## start Data to process

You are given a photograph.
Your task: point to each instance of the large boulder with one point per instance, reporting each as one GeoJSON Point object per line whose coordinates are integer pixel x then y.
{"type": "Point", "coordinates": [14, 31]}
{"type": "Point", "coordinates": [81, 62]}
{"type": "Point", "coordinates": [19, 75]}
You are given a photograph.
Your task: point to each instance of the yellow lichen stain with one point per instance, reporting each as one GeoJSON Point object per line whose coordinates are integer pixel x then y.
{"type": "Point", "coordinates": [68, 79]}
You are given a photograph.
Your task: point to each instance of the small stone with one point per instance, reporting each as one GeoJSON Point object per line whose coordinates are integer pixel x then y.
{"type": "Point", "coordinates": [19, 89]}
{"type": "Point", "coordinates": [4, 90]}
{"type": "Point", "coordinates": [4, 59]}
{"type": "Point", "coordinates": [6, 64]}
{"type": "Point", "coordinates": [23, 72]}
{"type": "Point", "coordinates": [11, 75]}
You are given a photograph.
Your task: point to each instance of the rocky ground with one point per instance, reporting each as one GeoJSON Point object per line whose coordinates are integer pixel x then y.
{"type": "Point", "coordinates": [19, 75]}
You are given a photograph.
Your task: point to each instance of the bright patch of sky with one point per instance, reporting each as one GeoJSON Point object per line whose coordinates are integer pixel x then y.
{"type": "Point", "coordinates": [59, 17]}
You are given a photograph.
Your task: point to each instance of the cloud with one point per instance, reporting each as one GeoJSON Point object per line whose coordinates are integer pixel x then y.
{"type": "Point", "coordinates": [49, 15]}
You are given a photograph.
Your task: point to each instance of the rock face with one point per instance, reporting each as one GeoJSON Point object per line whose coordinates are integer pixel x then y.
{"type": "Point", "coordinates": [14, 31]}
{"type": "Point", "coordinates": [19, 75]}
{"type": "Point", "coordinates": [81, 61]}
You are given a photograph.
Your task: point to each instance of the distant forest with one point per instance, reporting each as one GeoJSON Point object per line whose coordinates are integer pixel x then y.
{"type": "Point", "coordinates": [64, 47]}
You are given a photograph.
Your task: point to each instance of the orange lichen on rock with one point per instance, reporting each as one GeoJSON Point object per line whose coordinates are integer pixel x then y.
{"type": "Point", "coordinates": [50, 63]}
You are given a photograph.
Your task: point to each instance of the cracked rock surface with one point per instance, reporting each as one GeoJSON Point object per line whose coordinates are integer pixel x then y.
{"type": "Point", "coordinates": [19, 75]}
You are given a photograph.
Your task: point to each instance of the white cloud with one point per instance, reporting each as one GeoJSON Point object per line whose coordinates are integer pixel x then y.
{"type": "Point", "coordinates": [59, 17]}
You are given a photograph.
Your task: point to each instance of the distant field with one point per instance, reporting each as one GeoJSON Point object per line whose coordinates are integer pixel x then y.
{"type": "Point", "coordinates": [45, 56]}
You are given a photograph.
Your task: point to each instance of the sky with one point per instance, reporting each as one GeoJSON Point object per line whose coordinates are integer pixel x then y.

## end Data to process

### Given problem
Restate the listing above word for word.

### Response for this exercise
You are given a photograph.
Your task: point to each instance of the large boulder with one point per instance, reporting each as one GeoJSON Point object per line whose coordinates are integer pixel x then y.
{"type": "Point", "coordinates": [14, 31]}
{"type": "Point", "coordinates": [81, 62]}
{"type": "Point", "coordinates": [19, 75]}
You are given a photograph.
Your task: point to each instance of the yellow lichen stain with one point per instance, reporting each as one GeoJSON Point object per line whose coordinates are integer pixel x then y.
{"type": "Point", "coordinates": [68, 79]}
You are given a photograph.
Your task: point to each instance of the small stone with one point per instance, reporting each as one GeoJSON Point object per line whose coordinates are integer pixel x then y.
{"type": "Point", "coordinates": [19, 89]}
{"type": "Point", "coordinates": [4, 90]}
{"type": "Point", "coordinates": [4, 59]}
{"type": "Point", "coordinates": [6, 64]}
{"type": "Point", "coordinates": [23, 72]}
{"type": "Point", "coordinates": [11, 75]}
You are given a photograph.
Your task: point to each instance of the rocky ground with one point per instance, reporting each as one GeoJSON Point object per line whose coordinates are integer pixel x then y.
{"type": "Point", "coordinates": [19, 75]}
You are given a photograph.
Your task: point to each instance of the bright patch of sky with one point per instance, reporting each as one GeoJSON Point object per line whose coordinates are integer pixel x then y.
{"type": "Point", "coordinates": [59, 17]}
You are given a photograph.
Your task: point to each instance of the cloud with one point per instance, reporting each as one GeoJSON Point object per line whose coordinates are integer pixel x then y.
{"type": "Point", "coordinates": [49, 15]}
You are given a photograph.
Your task: point to each instance of the rock face with one point per instance, reporting each as one GeoJSON Point object per line whose coordinates are integer pixel x then y.
{"type": "Point", "coordinates": [14, 31]}
{"type": "Point", "coordinates": [19, 75]}
{"type": "Point", "coordinates": [81, 61]}
You are given a photograph.
Your task: point to each instance of the distant forest with one point per instance, reporting each as one GeoJSON Point object per line whose coordinates are integer pixel x then y.
{"type": "Point", "coordinates": [64, 47]}
You are given a photograph.
Your task: point to each instance of the orange lichen on rock with one point per instance, reporting each as one GeoJSON Point object per line whose coordinates are integer pixel x then y.
{"type": "Point", "coordinates": [50, 63]}
You are given a photograph.
Your task: point to each instance of the cracked rock surface with one point per instance, reporting each as one GeoJSON Point object per line whose coordinates are integer pixel x then y.
{"type": "Point", "coordinates": [19, 75]}
You are given a photograph.
Your task: point to each instance of the white cloud with one point per instance, reporting each as one GeoJSON Point object per line whose coordinates are integer pixel x then y.
{"type": "Point", "coordinates": [59, 17]}
You are given a photograph.
Your task: point to each instance of the distant field with one point per instance, reporting each as one GeoJSON Point object per line whose coordinates are integer pixel x then y.
{"type": "Point", "coordinates": [45, 56]}
You are given a photograph.
Your task: point to each instance of the sky with one point per instance, reporting each as one GeoJSON Point object per line whose coordinates are integer pixel x then y.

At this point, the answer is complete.